* Required actions
a. Using the passage on Gordon Cowans, explain in one to three sentences what grounds it offers for regarding him as an outstanding player.
b. Determine whether each statement below agrees with the passage on Gordon Cowans. Answer yes or no for each, quoting the deciding words of the passage: (i) Cowans signed as a professional with Aston Villa in 1974. (ii) Cowans scored two goals for England, against Scotland and Egypt. (iii) Cowans ended his playing career at Stockport County.
c. Retype a portion of the passage on Gordon Cowans without alteration, beginning at the words "He was also" and stopping after the words "reserve team manager.".

* Supplied passage
Gordon Sidney Cowans (born 27 October 1958) is an English retired football player and coach.

Cowans started his career at Aston Villa as an apprentice in 1974, and signed as a professional in 1976. During his time at Aston Villa, he won the League Cup, the League Championship, the European Cup and the European Super Cup.

Cowans left Aston Villa for the first time in 1985, signing for Bari. He then returned to Aston Villa in 1988 and left again in 1991 moving to Blackburn Rovers. When he left Blackburn he went back to Aston Villa, before moving to Derby County, Wolverhampton Wanderers, Sheffield United, Bradford City, Stockport County and finally Burnley.

He was also capped 10 times by England at international level scoring two goals, against Scotland and Egypt. According to former Aston Villa team-mate Derek Mountfield, Cowans was the best two-footed player he ever played with, capable of tough tackling and making spectacular assists. Cowans is consistently rated by Villa fans as one of their 3 best ever players. Cowans returned once again to Aston Villa in a coaching role, first coaching in their youth academy before becoming first team coach and later reserve team manager.

* Data shown
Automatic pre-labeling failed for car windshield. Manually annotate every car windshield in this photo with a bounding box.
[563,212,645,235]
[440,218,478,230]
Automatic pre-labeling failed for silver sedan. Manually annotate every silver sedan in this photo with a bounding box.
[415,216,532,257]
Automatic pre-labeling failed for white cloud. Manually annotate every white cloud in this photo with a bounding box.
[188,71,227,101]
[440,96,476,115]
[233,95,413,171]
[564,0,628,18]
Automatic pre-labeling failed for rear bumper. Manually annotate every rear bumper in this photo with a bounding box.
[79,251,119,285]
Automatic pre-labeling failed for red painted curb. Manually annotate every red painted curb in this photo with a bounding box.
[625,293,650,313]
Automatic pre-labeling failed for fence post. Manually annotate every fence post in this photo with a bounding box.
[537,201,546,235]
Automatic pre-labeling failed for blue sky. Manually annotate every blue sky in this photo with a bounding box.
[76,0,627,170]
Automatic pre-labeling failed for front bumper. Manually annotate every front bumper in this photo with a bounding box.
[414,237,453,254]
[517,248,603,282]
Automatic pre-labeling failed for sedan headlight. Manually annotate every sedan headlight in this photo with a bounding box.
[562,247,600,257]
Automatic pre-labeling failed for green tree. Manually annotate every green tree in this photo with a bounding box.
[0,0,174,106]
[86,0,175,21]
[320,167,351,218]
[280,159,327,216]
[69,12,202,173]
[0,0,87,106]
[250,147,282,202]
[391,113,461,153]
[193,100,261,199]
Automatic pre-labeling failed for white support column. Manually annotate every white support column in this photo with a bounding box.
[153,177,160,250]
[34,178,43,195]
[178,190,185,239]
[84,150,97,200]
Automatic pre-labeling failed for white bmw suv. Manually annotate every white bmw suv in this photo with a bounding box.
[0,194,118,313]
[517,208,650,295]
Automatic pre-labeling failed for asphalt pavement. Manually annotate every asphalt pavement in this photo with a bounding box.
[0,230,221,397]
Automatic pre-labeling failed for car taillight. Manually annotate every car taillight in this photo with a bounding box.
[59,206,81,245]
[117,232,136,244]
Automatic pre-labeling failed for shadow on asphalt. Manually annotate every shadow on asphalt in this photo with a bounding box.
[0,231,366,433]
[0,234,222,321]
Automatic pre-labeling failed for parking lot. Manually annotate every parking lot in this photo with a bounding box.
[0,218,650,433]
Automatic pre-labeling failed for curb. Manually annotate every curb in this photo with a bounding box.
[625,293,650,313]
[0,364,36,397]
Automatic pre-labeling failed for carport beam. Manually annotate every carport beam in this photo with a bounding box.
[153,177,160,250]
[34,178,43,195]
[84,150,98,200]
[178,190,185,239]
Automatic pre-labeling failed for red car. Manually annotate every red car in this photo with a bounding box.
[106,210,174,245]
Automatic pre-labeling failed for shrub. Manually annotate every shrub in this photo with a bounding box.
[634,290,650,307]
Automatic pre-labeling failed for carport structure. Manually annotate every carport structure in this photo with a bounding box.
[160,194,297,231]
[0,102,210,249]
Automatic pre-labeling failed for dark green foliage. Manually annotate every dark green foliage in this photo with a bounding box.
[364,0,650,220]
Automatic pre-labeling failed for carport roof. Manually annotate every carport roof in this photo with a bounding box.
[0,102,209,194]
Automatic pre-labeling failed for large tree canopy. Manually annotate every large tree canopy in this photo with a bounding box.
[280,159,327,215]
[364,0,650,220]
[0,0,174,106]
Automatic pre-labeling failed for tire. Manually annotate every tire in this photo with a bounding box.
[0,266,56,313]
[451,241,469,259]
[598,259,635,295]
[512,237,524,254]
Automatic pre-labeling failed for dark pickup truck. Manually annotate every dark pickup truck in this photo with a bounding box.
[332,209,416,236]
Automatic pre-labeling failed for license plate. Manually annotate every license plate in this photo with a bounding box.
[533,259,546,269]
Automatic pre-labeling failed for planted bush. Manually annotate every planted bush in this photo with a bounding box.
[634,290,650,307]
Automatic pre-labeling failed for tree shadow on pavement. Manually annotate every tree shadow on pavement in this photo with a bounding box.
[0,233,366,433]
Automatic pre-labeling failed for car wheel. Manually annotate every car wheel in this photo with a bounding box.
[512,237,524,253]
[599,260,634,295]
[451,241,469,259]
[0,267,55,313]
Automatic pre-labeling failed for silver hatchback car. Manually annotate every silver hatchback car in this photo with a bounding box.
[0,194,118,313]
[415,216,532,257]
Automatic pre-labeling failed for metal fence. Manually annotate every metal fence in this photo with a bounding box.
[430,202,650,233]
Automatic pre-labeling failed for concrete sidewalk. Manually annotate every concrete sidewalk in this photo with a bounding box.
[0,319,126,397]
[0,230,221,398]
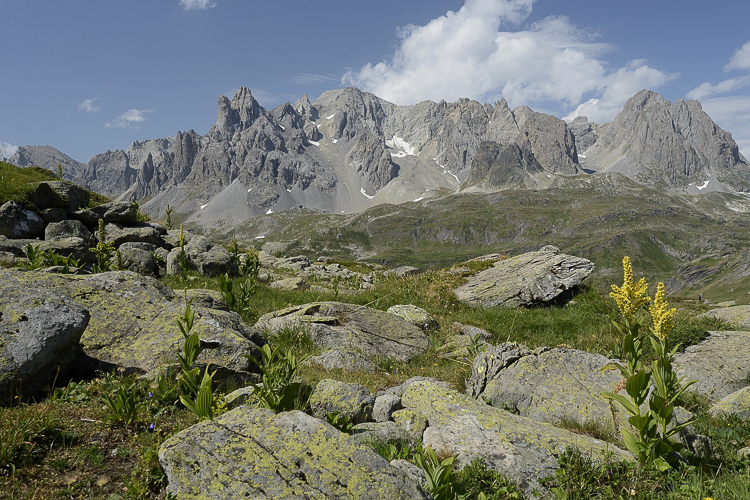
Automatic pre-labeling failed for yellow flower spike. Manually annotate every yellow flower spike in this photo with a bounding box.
[609,255,651,321]
[648,283,677,342]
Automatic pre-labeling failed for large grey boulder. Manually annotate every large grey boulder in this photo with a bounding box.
[44,219,96,247]
[0,201,44,239]
[255,302,430,361]
[159,406,429,500]
[673,331,750,401]
[309,379,375,424]
[467,344,627,434]
[0,269,265,372]
[455,246,594,307]
[96,222,165,247]
[401,381,633,494]
[0,276,89,404]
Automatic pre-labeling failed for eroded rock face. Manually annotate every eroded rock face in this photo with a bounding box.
[159,406,429,500]
[255,302,429,361]
[672,331,750,401]
[467,344,626,433]
[455,246,594,307]
[0,201,44,239]
[401,381,633,494]
[0,269,265,371]
[0,269,89,405]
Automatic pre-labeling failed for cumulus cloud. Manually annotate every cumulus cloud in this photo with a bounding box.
[342,0,677,121]
[686,75,750,100]
[104,109,152,130]
[180,0,216,10]
[724,42,750,71]
[0,141,18,158]
[78,97,102,113]
[292,73,339,85]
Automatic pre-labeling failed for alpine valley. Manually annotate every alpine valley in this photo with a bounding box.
[10,88,750,300]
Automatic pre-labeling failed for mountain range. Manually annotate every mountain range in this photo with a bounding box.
[10,87,750,232]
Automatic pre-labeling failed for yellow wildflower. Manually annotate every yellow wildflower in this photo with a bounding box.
[609,255,651,321]
[648,283,677,342]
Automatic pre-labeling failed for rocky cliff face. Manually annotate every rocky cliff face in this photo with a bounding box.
[14,88,750,229]
[576,90,750,194]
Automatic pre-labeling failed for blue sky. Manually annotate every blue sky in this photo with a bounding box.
[0,0,750,162]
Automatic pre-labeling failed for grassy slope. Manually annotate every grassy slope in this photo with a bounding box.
[209,177,750,303]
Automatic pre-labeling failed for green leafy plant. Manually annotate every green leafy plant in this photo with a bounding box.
[602,257,695,470]
[245,344,307,413]
[458,458,526,500]
[89,219,115,273]
[23,243,44,271]
[164,203,174,229]
[102,384,143,425]
[326,411,354,434]
[414,447,463,500]
[177,301,216,419]
[219,273,256,314]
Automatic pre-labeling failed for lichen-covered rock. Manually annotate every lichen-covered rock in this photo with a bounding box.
[73,201,138,228]
[305,349,379,372]
[255,302,430,361]
[0,269,89,404]
[466,342,531,398]
[391,408,427,444]
[118,247,156,276]
[159,406,429,500]
[372,393,401,422]
[0,269,265,372]
[673,331,750,401]
[470,348,627,433]
[44,219,96,247]
[386,304,440,330]
[309,379,375,424]
[708,387,750,419]
[455,246,594,307]
[401,382,633,494]
[0,201,44,239]
[96,222,165,247]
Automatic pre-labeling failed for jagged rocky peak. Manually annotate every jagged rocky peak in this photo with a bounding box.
[467,141,544,189]
[212,87,263,136]
[586,90,750,193]
[294,94,319,122]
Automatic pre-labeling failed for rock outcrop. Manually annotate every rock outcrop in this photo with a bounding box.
[255,302,430,361]
[159,406,430,500]
[455,246,594,307]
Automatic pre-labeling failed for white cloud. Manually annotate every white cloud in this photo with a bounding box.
[0,141,18,159]
[180,0,216,10]
[292,73,339,85]
[724,42,750,71]
[685,75,750,100]
[78,97,102,113]
[342,0,677,121]
[104,109,153,129]
[701,95,750,159]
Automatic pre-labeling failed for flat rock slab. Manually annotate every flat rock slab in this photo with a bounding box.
[401,381,633,494]
[673,331,750,401]
[698,306,750,328]
[455,246,594,307]
[255,302,430,361]
[467,348,627,432]
[0,269,265,371]
[159,406,430,500]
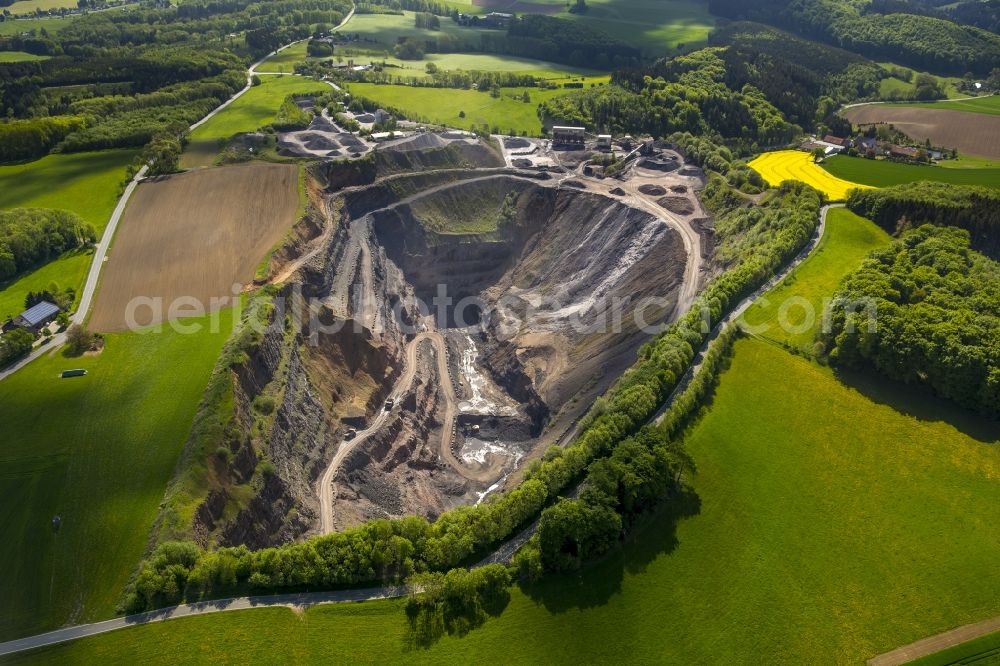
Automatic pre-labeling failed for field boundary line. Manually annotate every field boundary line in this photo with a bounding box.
[865,615,1000,666]
[0,6,355,382]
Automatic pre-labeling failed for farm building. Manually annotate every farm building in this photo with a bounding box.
[10,301,59,333]
[552,125,587,144]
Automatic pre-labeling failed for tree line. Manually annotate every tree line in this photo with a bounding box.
[0,0,350,161]
[709,0,1000,76]
[847,181,1000,259]
[538,49,801,151]
[126,169,821,611]
[0,208,97,280]
[822,224,1000,418]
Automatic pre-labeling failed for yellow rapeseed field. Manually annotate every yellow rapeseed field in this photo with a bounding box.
[750,150,871,201]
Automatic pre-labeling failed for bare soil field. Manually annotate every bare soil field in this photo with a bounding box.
[90,163,299,332]
[843,104,1000,159]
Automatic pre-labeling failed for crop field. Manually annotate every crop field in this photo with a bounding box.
[743,208,890,353]
[0,313,233,640]
[348,77,607,136]
[0,51,49,62]
[820,155,1000,188]
[475,0,715,56]
[0,16,77,37]
[181,76,330,169]
[257,39,309,74]
[0,148,137,318]
[843,104,1000,159]
[749,150,867,201]
[6,0,77,16]
[368,53,601,81]
[907,95,1000,116]
[90,162,299,331]
[15,340,1000,664]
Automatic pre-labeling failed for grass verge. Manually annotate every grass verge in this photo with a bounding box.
[742,208,890,354]
[0,312,233,640]
[348,77,608,136]
[9,340,1000,664]
[748,150,868,201]
[820,155,1000,188]
[181,75,330,169]
[0,147,138,320]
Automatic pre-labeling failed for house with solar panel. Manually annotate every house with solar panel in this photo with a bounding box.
[4,301,59,333]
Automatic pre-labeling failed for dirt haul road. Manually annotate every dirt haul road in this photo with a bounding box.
[316,331,502,534]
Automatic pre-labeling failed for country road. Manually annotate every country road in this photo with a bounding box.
[0,586,407,657]
[652,204,844,423]
[865,616,1000,666]
[0,196,852,652]
[0,7,354,381]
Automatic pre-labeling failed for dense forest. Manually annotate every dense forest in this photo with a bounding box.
[709,21,889,124]
[119,167,822,611]
[0,208,96,280]
[0,0,350,161]
[366,11,641,70]
[539,48,801,150]
[709,0,1000,76]
[847,182,1000,259]
[825,225,1000,417]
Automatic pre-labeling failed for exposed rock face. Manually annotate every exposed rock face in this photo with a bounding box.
[186,160,685,547]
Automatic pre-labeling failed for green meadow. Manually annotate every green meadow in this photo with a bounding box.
[181,75,330,169]
[348,77,607,135]
[910,631,1000,666]
[13,339,1000,664]
[338,11,496,51]
[820,155,1000,188]
[879,62,966,101]
[6,0,77,16]
[559,0,715,56]
[742,208,890,353]
[0,311,233,640]
[257,39,309,74]
[907,95,1000,116]
[0,149,138,319]
[368,53,601,81]
[0,16,77,37]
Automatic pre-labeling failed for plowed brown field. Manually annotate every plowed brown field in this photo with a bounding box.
[843,104,1000,159]
[90,163,298,332]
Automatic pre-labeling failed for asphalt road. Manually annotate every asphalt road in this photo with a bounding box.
[0,586,407,657]
[0,8,354,381]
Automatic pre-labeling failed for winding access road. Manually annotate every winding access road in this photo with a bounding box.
[0,189,848,666]
[0,586,407,657]
[316,330,499,534]
[0,7,354,381]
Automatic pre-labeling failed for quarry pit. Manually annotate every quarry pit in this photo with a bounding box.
[191,137,707,547]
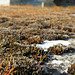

* Solutions to each task
a. The passage cites his former Aston Villa team-mate Derek Mountfield, who called Cowans the best two-footed player he ever played with, capable of tough tackling and making spectacular assists. It also states that Villa fans consistently rate him as one of their 3 best ever players.

b.
(i) No: "started his career at Aston Villa as an apprentice in 1974, and signed as a professional in 1976."
(ii) Yes: "capped 10 times by England at international level scoring two goals, against Scotland and Egypt."
(iii) No: "Stockport County and finally Burnley."

c.
He was also capped 10 times by England at international level scoring two goals, against Scotland and Egypt. According to former Aston Villa team-mate Derek Mountfield, Cowans was the best two-footed player he ever played with, capable of tough tackling and making spectacular assists. Cowans is consistently rated by Villa fans as one of their 3 best ever players. Cowans returned once again to Aston Villa in a coaching role, first coaching in their youth academy before becoming first team coach and later reserve team manager.